### Activity:
From the virtual access accommodation process, rewrite the passage starting at "- If notified during" and ending at "determination is made.", swapping "business days" for "calendar days".

Process for Virtual Access Accommodations:
Virtual access is an accommodation that allows a student to pursue coursework remotely, and not in the traditional in-person class setting. This is not a substitute for online programs already designed to meet the needs for this type of coursework. The need for this accommodation must be related to a documented disability. Students who are approved for virtual access accommodations should expect this accommodation to be reviewed and determined on a semester-by-semester basis. This accommodation will be evaluated for each class and may be determined that it would not be applicable to a class based on the needs and course objectives.
Students with disability-related access barriers who are requesting accommodations for virtual access to face-to-face/in-person instruction will follow the established process for requesting accommodations:
- contacting the SDC to set up an appointment
- engaging in the interactive process, and
- submitting relevant documentation, as needed.
Students who are requesting virtual access to courses but do not have a disability or medical condition should work with their academic advisor to determine potential next steps regarding their class needs. Students should not come to the SDC seeking support for this type of request if there is not an access barrier related to a documented disability for the student.
If Virtual Access is approved as an accommodation, the following process will occur:
- The Accommodation Specialist will email the class instructor and ASC/Academic Advisor informing them of this accommodation, with the student copied. Instructors can offer ideas or options regarding the potential for virtual access to their course. Academic advisors can work with faculty and departments to identify whether there is an alternate course available for the student to take that fulfills program requirements, or if the student’s course selections towards graduation can reasonably be taken in a future semester.
- If an equivalent or alternate online course is not available, or if it is a course that must be taken due to class sequence towards graduation, the Accommodation Specialist will reach out to the Department Chair copying the ASC/Academic Advisor notifying them of the accommodation and that no alternatives were identified by the Academic Advisor. All will work together to discuss potential options to meet the approved accommodation. Options could include a class substitution, waiver for the course, etc. If approved, the advisor will note this substitution fulfills registration/pre-requisite/graduation requirements.
It is important for the departments to respond promptly after being notified of the virtual access accommodation. It is vital to adhere to the following timeline:
- If notified before the semester begins, a response must be received three or more days prior to the first day of class.
- If notified during the semester, a response must be received within three business days.
While waiting for a response from the Department Chair after the fall semester has begun, faculty will work with the student to provide alternative ways to keep up with course content until a determination is made.
3.If it is determined that a course substitution or waiver is not available, and an alternate online course is not identified, then the SDC accommodation specialist will reach out to the instructor to inform them of the need for virtual access to the course, copying the Department Chair and student’s Academic Advisor. This can include discussion of the following:
- Lecture capture, through recording audio and/or video of lectures, when/if that modality is used in a course
- Virtual participation, such as through Zoom, Teams, phone, Canvas discussion posts, etc.

### Data shown:
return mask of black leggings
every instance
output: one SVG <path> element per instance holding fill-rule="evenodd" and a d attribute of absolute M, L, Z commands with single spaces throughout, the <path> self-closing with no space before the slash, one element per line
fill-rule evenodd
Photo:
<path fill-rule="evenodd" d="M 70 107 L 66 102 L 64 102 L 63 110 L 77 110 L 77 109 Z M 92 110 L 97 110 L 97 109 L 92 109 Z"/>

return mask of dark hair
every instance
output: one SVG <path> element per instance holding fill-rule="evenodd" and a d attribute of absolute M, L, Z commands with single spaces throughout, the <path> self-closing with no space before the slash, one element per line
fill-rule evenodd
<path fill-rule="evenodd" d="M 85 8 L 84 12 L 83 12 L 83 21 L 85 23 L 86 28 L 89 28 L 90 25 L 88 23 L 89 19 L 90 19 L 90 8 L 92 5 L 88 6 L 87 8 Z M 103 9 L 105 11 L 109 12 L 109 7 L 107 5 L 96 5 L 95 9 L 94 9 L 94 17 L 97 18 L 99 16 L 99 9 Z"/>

### The completed task:
- If notified during the semester, a response must be received within three calendar days.
While waiting for a response from the Department Chair after the fall semester has begun, faculty will work with the student to provide alternative ways to keep up with course content until a determination is made.